>> BEGIN SOURCE

Saturday, June 04, 2016

Surfing the Future Part 1



Photo Credit: Expats Portugal Life

By Edward Mulder


We are entering times of unprecedented change. Not since the Renaissance and the Industrial Age have we seen anything comparable. What is coming will surpass even those revolutions. Every facet of civilization will be impacted.

Change will happen faster than our economic, governance, and cultural institutions can keep pace with, resulting in the collapse of the weakest and great distortion for the stronger and more entrenched. It will be technology vs. technology. What does this mean?

According to Wikipedia, technology is “the collection of techniques, skills, methods and processes used in the production of goods or service or in the accomplishment of objectives …” By this definition, technology extends far beyond what we usually associate it with: gadgets, machines, computers, etc. It also includes economic systems (capitalism and socialism), governance systems (representative democracy and the nation state), and so on. From this perspective, one can see that there are great tensions building between technologies not unlike two tectonic plates grinding past one another where one moves slowly, and the other’s motion accelerates.

The slow moving technology plates representing economics, governance, etc become distorted by the fast moving plates racing past them. As some begin to distort and crumble, they send out shock waves. A good economic example is capitalism. Capitalism, though a slow moving plate, has weathered many storms and has served as the engine that has spawned much of the innovation occurring in the plates racing past. Because of this, few could foresee the distortion whereby capitalism would begin to cannibalize itself via accelerating technological evolution. As companies worldwide seek greater efficiency and profits through ever greater automation and cognition, jobs are lost faster than new ones are created and most people can retrain. And there is more.

>> END SOURCE

* WRITTEN PROBLEM 1 *
In the essay on coming technological change, why could few foresee capitalism beginning to cannibalize itself? Answer in one to three sentences.
* WRITTEN PROBLEM 2 *
Which two earlier periods does the essay on coming technological change name as the last times anything comparable was seen?
* WRITTEN PROBLEM 3 *
Continue the essay on coming technological change, starting after its final sentence.
The records below this point come from a different source and are unrelated to the essay.

>> BEGIN STORED DATA

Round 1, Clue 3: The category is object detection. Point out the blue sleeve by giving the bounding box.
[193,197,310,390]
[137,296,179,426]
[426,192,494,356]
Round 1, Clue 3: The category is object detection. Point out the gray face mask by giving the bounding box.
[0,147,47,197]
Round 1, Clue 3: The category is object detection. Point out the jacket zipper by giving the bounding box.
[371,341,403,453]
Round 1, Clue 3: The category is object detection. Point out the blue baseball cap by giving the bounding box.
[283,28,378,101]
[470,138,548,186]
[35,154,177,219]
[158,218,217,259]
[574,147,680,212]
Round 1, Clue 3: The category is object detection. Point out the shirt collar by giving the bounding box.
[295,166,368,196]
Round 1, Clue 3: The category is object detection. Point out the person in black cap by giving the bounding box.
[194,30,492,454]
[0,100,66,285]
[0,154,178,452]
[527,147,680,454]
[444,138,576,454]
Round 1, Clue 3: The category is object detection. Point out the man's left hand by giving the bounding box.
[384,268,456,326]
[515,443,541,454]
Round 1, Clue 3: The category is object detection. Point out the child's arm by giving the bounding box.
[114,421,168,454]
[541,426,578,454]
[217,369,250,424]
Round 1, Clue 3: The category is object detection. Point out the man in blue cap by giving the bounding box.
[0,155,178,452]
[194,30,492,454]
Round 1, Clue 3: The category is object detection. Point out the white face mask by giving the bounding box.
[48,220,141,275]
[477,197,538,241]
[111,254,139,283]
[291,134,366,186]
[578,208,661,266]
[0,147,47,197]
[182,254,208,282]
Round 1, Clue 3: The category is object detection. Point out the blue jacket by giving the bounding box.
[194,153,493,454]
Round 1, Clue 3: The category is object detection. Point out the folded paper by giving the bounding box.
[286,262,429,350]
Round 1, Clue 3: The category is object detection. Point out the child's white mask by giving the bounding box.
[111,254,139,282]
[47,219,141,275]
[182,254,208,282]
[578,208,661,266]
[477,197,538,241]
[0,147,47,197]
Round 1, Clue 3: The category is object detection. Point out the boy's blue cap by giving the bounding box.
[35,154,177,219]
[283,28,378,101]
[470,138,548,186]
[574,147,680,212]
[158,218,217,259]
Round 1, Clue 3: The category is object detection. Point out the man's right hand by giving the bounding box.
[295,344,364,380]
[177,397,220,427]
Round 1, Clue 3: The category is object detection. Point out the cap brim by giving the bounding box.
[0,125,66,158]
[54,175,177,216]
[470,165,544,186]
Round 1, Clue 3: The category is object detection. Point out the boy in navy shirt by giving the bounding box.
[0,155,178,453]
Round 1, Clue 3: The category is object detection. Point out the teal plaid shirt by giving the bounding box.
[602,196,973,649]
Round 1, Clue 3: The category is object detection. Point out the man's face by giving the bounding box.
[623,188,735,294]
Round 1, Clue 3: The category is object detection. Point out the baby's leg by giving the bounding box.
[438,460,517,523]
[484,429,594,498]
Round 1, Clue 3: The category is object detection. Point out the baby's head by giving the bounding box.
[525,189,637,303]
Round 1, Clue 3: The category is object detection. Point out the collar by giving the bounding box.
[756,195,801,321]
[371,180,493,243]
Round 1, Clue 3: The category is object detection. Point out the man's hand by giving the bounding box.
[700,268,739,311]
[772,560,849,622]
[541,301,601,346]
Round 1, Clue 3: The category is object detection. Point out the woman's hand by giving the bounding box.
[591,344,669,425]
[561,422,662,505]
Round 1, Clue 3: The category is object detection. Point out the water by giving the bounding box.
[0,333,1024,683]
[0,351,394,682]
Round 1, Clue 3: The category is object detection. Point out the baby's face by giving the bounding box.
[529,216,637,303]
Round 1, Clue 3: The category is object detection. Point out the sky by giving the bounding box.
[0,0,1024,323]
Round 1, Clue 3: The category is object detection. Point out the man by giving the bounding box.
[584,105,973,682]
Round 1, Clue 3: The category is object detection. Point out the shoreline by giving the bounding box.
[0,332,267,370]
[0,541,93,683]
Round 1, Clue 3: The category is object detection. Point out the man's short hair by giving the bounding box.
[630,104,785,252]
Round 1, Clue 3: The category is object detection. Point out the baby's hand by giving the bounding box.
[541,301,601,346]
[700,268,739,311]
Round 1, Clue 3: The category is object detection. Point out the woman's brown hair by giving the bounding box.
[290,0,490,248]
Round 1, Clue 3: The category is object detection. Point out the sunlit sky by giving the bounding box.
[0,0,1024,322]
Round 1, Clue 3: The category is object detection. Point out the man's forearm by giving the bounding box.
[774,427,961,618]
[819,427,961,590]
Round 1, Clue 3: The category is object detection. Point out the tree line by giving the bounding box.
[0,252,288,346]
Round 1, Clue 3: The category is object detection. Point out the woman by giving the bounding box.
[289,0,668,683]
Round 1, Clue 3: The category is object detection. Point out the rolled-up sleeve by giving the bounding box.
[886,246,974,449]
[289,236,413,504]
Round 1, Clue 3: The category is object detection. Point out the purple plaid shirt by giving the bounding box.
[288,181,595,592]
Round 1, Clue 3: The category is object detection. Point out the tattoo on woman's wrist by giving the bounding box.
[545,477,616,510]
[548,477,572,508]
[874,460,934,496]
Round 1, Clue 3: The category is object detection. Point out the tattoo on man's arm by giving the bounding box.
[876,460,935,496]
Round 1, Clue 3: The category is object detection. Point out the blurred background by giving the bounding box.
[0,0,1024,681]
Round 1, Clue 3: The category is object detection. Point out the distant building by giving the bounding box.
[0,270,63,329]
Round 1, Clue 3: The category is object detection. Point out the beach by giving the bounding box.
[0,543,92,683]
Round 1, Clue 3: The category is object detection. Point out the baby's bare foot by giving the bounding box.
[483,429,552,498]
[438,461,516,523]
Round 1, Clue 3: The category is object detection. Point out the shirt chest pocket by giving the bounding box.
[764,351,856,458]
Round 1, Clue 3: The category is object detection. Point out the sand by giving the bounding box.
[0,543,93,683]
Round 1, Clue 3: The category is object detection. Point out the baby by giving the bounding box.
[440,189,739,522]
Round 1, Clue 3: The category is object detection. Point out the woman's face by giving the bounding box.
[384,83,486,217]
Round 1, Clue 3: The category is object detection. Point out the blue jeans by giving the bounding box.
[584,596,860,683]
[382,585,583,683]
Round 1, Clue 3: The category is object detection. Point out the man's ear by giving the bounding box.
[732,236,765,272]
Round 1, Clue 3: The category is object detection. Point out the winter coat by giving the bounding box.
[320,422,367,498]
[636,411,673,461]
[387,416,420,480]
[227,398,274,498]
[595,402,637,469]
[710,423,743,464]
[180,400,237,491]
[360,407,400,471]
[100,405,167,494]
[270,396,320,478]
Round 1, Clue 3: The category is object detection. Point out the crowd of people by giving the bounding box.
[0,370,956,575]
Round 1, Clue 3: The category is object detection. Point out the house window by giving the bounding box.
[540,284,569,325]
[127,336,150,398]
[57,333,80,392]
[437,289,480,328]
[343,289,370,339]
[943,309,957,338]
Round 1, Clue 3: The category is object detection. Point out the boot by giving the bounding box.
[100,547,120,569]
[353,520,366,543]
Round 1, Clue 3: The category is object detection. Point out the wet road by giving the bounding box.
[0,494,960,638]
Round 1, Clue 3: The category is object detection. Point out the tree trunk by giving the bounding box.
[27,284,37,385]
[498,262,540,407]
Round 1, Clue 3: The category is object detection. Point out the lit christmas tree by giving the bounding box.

>> END STORED DATA

* EXERCISE RESPONSE 1 *
Capitalism had weathered many storms and served as the engine behind much of the innovation in the fast-moving technologies racing past it. Because it had been that source of innovation, few expected those same technologies to turn it against itself.

* EXERCISE RESPONSE 2 *
The Renaissance and the Industrial Age.

* EXERCISE RESPONSE 3 *
Human beings can perform two types of labor: physical, and cognitive. When automation began to replace physical labor, people were able to move for the most part to cognitive labor. It was not easy, but it was doable, and it happened over a long period of time. What happens next as machines begin to replace cognitive labor? There is only one place to go: more complex cognitive labor. Not everyone is capable of this at the speed required for them to do so and there is actually a ceiling: the capacity of the human brain. It does not take a stretch of the imagination to see that machine cognition could indeed replace labor as we know it.

Where does modern capitalism go when the consumers it depends on no longer have the income to buy the products it produces? When the attainment of greater efficiency for greater profit leads to reduction in demand for all products?

Capitalism is old technology not adapted to a world of lighting fast innovation and evolution. It is essential to question and rethink our paradigms from the ground up. To think about what kinds of economic technologies are possible and compatible with other fast moving technologies.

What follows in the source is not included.